● **YOUR ASSIGNMENT**
Copy every line of the material below exactly.

● **MATERIAL TO PROCESS**
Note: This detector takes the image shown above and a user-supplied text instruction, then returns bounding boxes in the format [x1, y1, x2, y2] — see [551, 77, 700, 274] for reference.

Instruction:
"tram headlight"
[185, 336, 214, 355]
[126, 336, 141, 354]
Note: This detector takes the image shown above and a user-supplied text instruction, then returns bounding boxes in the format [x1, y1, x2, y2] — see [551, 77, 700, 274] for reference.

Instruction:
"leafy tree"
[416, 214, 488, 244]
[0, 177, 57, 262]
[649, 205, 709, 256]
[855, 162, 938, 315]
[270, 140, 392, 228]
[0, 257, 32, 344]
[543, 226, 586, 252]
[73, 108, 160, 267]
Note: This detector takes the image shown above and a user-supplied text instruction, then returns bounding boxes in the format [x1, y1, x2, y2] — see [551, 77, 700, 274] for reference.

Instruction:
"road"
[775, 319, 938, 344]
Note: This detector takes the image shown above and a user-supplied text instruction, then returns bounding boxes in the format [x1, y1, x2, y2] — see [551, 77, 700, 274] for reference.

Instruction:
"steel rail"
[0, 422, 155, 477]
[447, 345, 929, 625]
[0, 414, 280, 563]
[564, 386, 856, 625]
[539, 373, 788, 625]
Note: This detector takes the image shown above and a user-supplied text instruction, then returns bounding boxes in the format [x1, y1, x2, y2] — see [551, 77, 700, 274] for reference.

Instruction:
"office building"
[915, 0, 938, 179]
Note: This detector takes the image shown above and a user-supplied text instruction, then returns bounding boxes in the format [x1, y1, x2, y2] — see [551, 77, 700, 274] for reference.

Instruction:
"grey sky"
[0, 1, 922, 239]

● **ANSWER SPACE**
Note: This detector takes the image shown above and a user-supplied text instruction, then returns bounding boxes in the format [x1, y1, x2, y2] — see [551, 77, 700, 274] for reference.

Instruction:
"tram headlight"
[185, 336, 214, 355]
[126, 336, 141, 354]
Note: This detector takes the image shown above and a user-supplied text instruction, then returns bounding boxes in the format [x1, y1, x2, y2] — see [551, 77, 700, 274] for reference.

Instruction:
"leafy tree"
[416, 214, 488, 244]
[0, 177, 57, 262]
[649, 205, 709, 256]
[855, 162, 938, 315]
[270, 140, 392, 228]
[0, 257, 32, 344]
[543, 226, 586, 252]
[73, 108, 160, 267]
Note: This detector takes the image shown above and a user-supplied text instruction, then returns bounding boxes in the format [x1, y1, x2, y2] — see [551, 77, 700, 274] for reference.

Instruction:
"road"
[775, 319, 938, 344]
Note: This detector takes the image shown above and a user-supplied text instruction, then returns bounding boxes in the format [x1, y1, x2, y2] — see [551, 77, 700, 274] for reference.

Instruction:
"steel rail"
[0, 422, 155, 477]
[447, 345, 929, 625]
[0, 414, 280, 563]
[564, 386, 856, 625]
[539, 373, 788, 625]
Note: This detector takes the image shown above and a user-supplied text instruction, then returns bounding boxes in the format [x1, y1, x2, y2] — see [551, 77, 700, 274] for reference.

Instruction:
"office building"
[915, 0, 938, 179]
Note: This detector takes the image shown above and a user-supplied text instruction, then returns bounding boxes in the format [x1, y1, x2, y2] — see [551, 77, 700, 274] for reference.

Instruction:
"grey sky"
[0, 1, 922, 239]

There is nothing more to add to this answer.